PROBLEM TO WORK ON:
Transcribe the data exactly. Leave nothing out.

DATASET ENTRIES:
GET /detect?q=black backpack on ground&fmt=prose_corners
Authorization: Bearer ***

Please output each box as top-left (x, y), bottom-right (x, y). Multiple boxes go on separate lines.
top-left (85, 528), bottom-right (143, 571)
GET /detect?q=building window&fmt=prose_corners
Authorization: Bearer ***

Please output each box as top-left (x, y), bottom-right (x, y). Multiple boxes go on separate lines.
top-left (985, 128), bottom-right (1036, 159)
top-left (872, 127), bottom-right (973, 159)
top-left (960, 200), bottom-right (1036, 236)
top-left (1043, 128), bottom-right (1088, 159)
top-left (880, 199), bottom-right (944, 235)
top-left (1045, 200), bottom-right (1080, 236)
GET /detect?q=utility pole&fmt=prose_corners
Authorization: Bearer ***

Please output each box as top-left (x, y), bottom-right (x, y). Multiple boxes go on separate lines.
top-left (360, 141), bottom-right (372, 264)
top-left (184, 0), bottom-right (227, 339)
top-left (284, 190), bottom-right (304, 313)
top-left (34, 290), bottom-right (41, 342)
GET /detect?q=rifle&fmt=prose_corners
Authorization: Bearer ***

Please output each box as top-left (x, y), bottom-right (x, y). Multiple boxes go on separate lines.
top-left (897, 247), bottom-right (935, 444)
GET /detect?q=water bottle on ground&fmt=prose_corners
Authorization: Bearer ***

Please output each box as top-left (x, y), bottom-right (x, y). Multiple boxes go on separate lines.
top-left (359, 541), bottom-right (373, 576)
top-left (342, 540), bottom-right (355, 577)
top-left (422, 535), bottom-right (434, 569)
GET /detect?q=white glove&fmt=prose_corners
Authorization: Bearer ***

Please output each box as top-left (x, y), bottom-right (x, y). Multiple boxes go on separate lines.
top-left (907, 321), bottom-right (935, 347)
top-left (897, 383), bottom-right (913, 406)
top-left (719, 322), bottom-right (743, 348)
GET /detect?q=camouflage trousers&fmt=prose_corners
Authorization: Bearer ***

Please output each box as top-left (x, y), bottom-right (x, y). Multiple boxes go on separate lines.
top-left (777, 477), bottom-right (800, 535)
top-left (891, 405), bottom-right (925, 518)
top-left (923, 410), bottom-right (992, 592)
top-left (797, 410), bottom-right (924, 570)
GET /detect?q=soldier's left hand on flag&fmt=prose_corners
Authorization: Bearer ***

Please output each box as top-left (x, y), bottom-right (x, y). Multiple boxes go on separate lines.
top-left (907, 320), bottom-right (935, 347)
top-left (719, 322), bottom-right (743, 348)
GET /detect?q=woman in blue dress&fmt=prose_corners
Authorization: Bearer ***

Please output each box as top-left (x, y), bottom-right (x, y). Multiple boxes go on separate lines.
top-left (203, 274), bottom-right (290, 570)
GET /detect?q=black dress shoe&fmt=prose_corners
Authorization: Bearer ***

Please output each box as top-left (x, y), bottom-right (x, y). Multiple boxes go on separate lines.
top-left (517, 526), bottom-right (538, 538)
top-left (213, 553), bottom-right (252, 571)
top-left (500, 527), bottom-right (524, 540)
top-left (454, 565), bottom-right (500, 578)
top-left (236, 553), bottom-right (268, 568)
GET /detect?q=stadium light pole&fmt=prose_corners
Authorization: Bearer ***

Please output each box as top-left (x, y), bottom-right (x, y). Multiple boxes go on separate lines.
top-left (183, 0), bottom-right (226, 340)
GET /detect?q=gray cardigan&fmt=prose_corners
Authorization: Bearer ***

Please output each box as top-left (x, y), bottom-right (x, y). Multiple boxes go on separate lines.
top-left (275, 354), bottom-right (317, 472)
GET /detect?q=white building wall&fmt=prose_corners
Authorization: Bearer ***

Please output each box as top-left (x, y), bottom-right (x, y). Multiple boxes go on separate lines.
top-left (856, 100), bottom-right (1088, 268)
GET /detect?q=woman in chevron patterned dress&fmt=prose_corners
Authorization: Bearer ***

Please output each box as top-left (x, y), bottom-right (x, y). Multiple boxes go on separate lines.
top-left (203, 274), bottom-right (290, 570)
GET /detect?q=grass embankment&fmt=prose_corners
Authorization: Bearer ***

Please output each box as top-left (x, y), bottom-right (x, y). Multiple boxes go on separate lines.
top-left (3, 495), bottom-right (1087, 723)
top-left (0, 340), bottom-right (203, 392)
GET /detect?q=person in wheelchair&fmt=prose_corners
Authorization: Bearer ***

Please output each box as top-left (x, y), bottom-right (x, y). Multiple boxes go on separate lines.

RESULT BELOW:
GET /detect?q=black backpack on ground&fmt=prose_corners
Authorization: Bearer ***

Please output each box as top-left (x, y), bottom-right (x, y). Multiple boxes go on separate lines.
top-left (85, 528), bottom-right (143, 571)
GET /detect?q=building window&fmt=prose_corners
Authorization: Bearer ***

Please output each box as top-left (x, y), bottom-right (x, y). Multiple boxes go on separate lines.
top-left (985, 128), bottom-right (1036, 159)
top-left (872, 127), bottom-right (973, 159)
top-left (960, 200), bottom-right (1036, 236)
top-left (1043, 128), bottom-right (1088, 159)
top-left (880, 199), bottom-right (944, 235)
top-left (1045, 200), bottom-right (1080, 236)
GET /detect?q=utility pole&fmt=prose_corners
Authorization: Bearer ***

Please output each box as top-left (x, y), bottom-right (x, y). Multiple boxes go on separate lines.
top-left (360, 141), bottom-right (372, 264)
top-left (184, 0), bottom-right (227, 339)
top-left (284, 190), bottom-right (304, 313)
top-left (34, 290), bottom-right (41, 342)
GET /detect?q=rifle&fmt=prose_corners
Authorization: Bearer ***

Please output each box as top-left (x, y), bottom-right (x, y). Multiple boxes go on separate lines.
top-left (897, 247), bottom-right (935, 444)
GET /detect?q=water bottle on ground&fmt=prose_corners
Authorization: Bearer ***

Please output each box as top-left (x, y), bottom-right (x, y). Multiple boxes go on separate lines.
top-left (359, 541), bottom-right (373, 576)
top-left (342, 540), bottom-right (355, 577)
top-left (422, 535), bottom-right (434, 569)
GET /detect?q=white glove&fmt=prose_corners
Authorization: Bearer ***

Please output each box as top-left (x, y), bottom-right (x, y). Multiple boxes go on separate lines.
top-left (907, 321), bottom-right (935, 347)
top-left (897, 383), bottom-right (913, 406)
top-left (719, 322), bottom-right (743, 348)
GET /detect?q=camouflage trousers&fmt=prose_corners
Authorization: Bearer ***

Please output each box as top-left (x, y), bottom-right (x, y). Multiple boxes go on separate lines.
top-left (777, 477), bottom-right (800, 535)
top-left (891, 405), bottom-right (925, 518)
top-left (923, 410), bottom-right (992, 592)
top-left (797, 410), bottom-right (924, 570)
GET /detect?q=soldier's left hand on flag&fmt=prose_corners
Authorization: Bearer ***

Please output each box as top-left (x, y), bottom-right (x, y). Multiple boxes go on separate lines.
top-left (907, 320), bottom-right (935, 347)
top-left (719, 322), bottom-right (743, 348)
GET /detect?q=woman in blue dress&fmt=prose_corners
Authorization: Bearer ***

Please output each box as top-left (x, y), bottom-right (x, y). Multiple boxes go on separate lines.
top-left (203, 274), bottom-right (290, 570)
GET /detect?q=black dress shoe&fmt=prose_corners
Authorization: Bearer ***

Please output each box as top-left (x, y), bottom-right (x, y). Multiple boxes go on separate lines.
top-left (517, 526), bottom-right (538, 538)
top-left (213, 553), bottom-right (252, 571)
top-left (500, 527), bottom-right (524, 540)
top-left (454, 565), bottom-right (500, 578)
top-left (236, 553), bottom-right (268, 568)
GET /detect?q=stadium light pole&fmt=prose_corners
Authorization: Bearer ***

Please output each box as top-left (x, y), bottom-right (x, y). Multiple boxes go on separate lines.
top-left (183, 0), bottom-right (226, 340)
GET /detect?q=gray cardigan&fmt=prose_corners
Authorization: Bearer ***

Please output each box as top-left (x, y), bottom-right (x, y). Multiple boxes go on separate lines.
top-left (275, 354), bottom-right (317, 472)
GET /detect?q=white building wall&fmt=prose_corners
Authorization: Bearer ***

Please output each box as top-left (x, y), bottom-right (x, y). Multiple boxes go on separate lines.
top-left (856, 100), bottom-right (1088, 268)
GET /detect?q=woman in chevron patterned dress&fmt=prose_corners
Authorization: Bearer ***

Please output each box as top-left (x, y), bottom-right (x, y). Multiple boxes go on separate lines.
top-left (203, 274), bottom-right (290, 570)
GET /detect?q=grass embankment&fmt=prose_corners
Authorization: Bearer ***

Please output each box as top-left (x, y), bottom-right (x, y). Multiple boxes go on separate lines.
top-left (3, 495), bottom-right (1087, 723)
top-left (0, 340), bottom-right (203, 392)
GET /detect?q=person in wheelchair&fmt=prose_corners
Authorization: Bearer ***

Please output each box as top-left (x, y), bottom-right (x, y). Multiple boxes go on separate lines.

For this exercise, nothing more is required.